▶ **EXERCISE**: Please give, word for word, the line containing "Trace the outline" and every line that comes after it in the data below.

▶ **EXTRACTED MATERIAL**:
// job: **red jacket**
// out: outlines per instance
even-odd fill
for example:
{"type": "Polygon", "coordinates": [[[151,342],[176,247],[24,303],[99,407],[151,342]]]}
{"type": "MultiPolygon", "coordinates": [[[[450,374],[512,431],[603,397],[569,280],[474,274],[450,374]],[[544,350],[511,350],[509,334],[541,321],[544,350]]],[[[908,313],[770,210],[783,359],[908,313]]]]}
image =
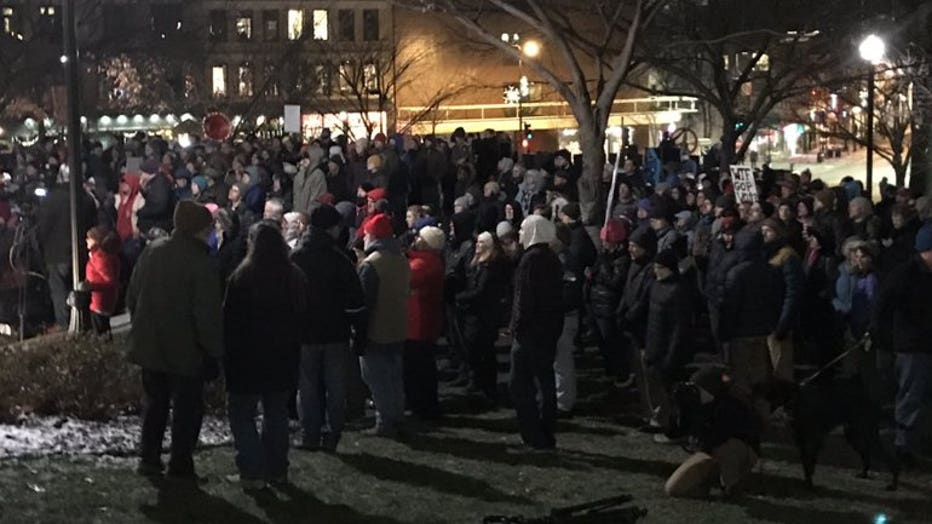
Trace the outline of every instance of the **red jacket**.
{"type": "Polygon", "coordinates": [[[408,253],[408,340],[436,341],[443,331],[443,259],[430,251],[408,253]]]}
{"type": "Polygon", "coordinates": [[[95,248],[85,267],[85,280],[91,288],[91,312],[112,315],[120,294],[120,259],[95,248]]]}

▶ **TASK OUTPUT**:
Trace the outline of every instance of the **red jacket**.
{"type": "Polygon", "coordinates": [[[408,253],[408,340],[436,341],[443,331],[443,259],[430,251],[408,253]]]}
{"type": "Polygon", "coordinates": [[[95,248],[85,267],[85,280],[91,288],[91,312],[112,315],[120,294],[120,259],[95,248]]]}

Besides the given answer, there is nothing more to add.